((

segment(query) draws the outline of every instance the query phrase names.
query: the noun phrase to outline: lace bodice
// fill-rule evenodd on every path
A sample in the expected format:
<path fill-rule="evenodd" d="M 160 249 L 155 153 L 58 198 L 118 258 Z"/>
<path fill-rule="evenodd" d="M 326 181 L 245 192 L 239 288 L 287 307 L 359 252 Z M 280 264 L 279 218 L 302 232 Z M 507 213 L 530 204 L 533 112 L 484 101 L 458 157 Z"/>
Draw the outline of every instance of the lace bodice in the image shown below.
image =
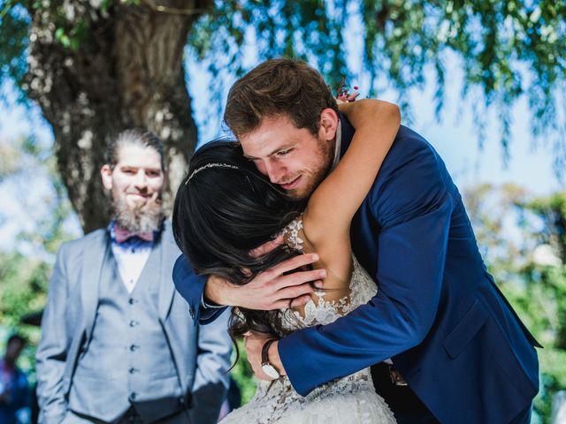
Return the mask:
<path fill-rule="evenodd" d="M 295 218 L 283 231 L 292 247 L 302 251 L 304 240 L 299 237 L 299 231 L 302 230 L 302 219 Z M 360 305 L 370 301 L 375 296 L 378 287 L 375 282 L 362 268 L 360 263 L 352 254 L 353 270 L 349 284 L 349 294 L 339 300 L 325 300 L 325 292 L 315 292 L 317 297 L 316 300 L 310 299 L 304 307 L 304 317 L 297 311 L 292 309 L 281 309 L 282 323 L 287 329 L 299 329 L 317 324 L 329 324 L 336 321 L 341 315 L 345 315 L 356 309 Z"/>
<path fill-rule="evenodd" d="M 297 218 L 284 230 L 286 238 L 294 249 L 302 251 L 300 237 L 302 221 Z M 304 308 L 304 316 L 292 309 L 281 309 L 281 322 L 294 330 L 317 324 L 328 324 L 360 305 L 377 292 L 377 286 L 354 255 L 349 294 L 339 300 L 327 301 L 325 293 L 317 292 Z M 325 384 L 306 397 L 299 395 L 287 377 L 274 382 L 261 381 L 254 398 L 244 407 L 226 417 L 223 423 L 394 423 L 393 413 L 375 393 L 370 368 L 363 369 Z"/>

))

__Stated exercise__
Copy every entry word for word, but omit the pictures.

__Task output__
segment(query) draws the outline of every instance the query phrase names.
query: the noun phrase to outline: lace bodice
// fill-rule evenodd on every path
A sample in the expected format:
<path fill-rule="evenodd" d="M 160 249 L 155 153 L 58 198 L 118 258 Z"/>
<path fill-rule="evenodd" d="M 326 181 L 245 192 L 239 288 L 287 307 L 359 252 Z M 280 264 L 279 218 L 302 232 Z M 507 213 L 530 204 L 533 112 L 484 101 L 458 157 Z"/>
Draw the outline of every instance of the lace bodice in the image shown below.
image =
Return the mask:
<path fill-rule="evenodd" d="M 295 218 L 283 231 L 292 247 L 302 251 L 304 240 L 299 237 L 299 231 L 302 230 L 302 219 Z M 360 305 L 370 301 L 375 296 L 378 287 L 375 282 L 362 268 L 360 263 L 352 254 L 353 270 L 349 284 L 349 294 L 339 300 L 325 300 L 325 292 L 315 292 L 317 297 L 316 300 L 310 299 L 304 307 L 304 317 L 297 311 L 292 309 L 281 309 L 282 323 L 287 329 L 299 329 L 317 324 L 329 324 L 336 321 L 341 315 L 345 315 L 356 309 Z"/>
<path fill-rule="evenodd" d="M 297 218 L 284 230 L 286 238 L 294 249 L 302 251 L 300 237 L 302 221 Z M 304 308 L 304 316 L 292 309 L 281 309 L 281 322 L 294 330 L 317 324 L 328 324 L 360 305 L 377 292 L 377 286 L 354 255 L 349 294 L 339 300 L 327 301 L 325 293 L 317 292 Z M 325 384 L 306 397 L 299 395 L 287 377 L 274 382 L 261 381 L 254 398 L 244 407 L 226 417 L 223 423 L 394 423 L 393 413 L 375 393 L 370 368 L 363 369 Z"/>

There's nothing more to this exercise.